▶ **REQUIREMENT**:
Write out the passage of the article below about the Langley singer's country music honor, from "But that didn’t" up to and including "Association’s president’s citation.".

▶ **SELECTED EXTRACT**:
====

VIDEO: Langley singer shares special country music honour with her late grandma

Karen Lee Batten, co-host of the BCCMA awards Sunday, was presented with two accolades.

Beverly Still never met most of the country music artists who helped honour both her and her granddaughter, Karen Lee Batten, last night.

But that didn’t quell the applause from almost 800 guests as it echoed through the Molson Canadian Theatre (formerly the Red Robinson Theatre) at the Hard Rock Casino Sunday night.

The roar was almost as much for Still – who died Thursday doing what she loved, listening to music – as it was for Batten, who was unexpectedly called up on stage to be receive the B.C. Country Music Association’s president’s citation.

Dumbfounded and almost speechless receiving the award, the Langley singer could only think to celebrate its receipt with her grandma, who had always been such an inspiration and support to her.

“She was one of the most beautiful, extraordinary people in the world who just loved everyone,” said Batten, who was also co-hosted the evening’s awards ceremony with Wendell Ferguson.

This award was presented by BCCMA president Linda Corscadden, who before divulging the winner’s name listed off a number of her traits.

“Beautiful soul, inside and out… The first person to always step up to the plate, ask what I need, offers to help, and jumps on board with every event… Not only a multi-award winner and amazing talented artist, but a great sounding board as well,” Corscadden said.

Not having eaten anything all day – in part due to being busy, and part due to nerves of taking on the co-host job at the awards for the first time – Batten admitted she was downstairs in her green room nibbling on some cheese and crackers when she was suddenly and unexpectedly ordered back up to the stage immediately.

She panicked, fearing she’s forgotten something important in the itinerary, and almost ran back up to the main floor event, only to be standing stage right when Corscadden announced the special award’s winner.

====

▶ **RECORDED INFORMATION**:

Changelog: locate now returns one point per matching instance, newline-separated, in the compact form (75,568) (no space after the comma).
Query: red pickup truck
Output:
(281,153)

====

▶ **ANSWER TO THIS TASK**:
But that didn’t quell the applause from almost 800 guests as it echoed through the Molson Canadian Theatre (formerly the Red Robinson Theatre) at the Hard Rock Casino Sunday night.

The roar was almost as much for Still – who died Thursday doing what she loved, listening to music – as it was for Batten, who was unexpectedly called up on stage to be receive the B.C. Country Music Association’s president’s citation.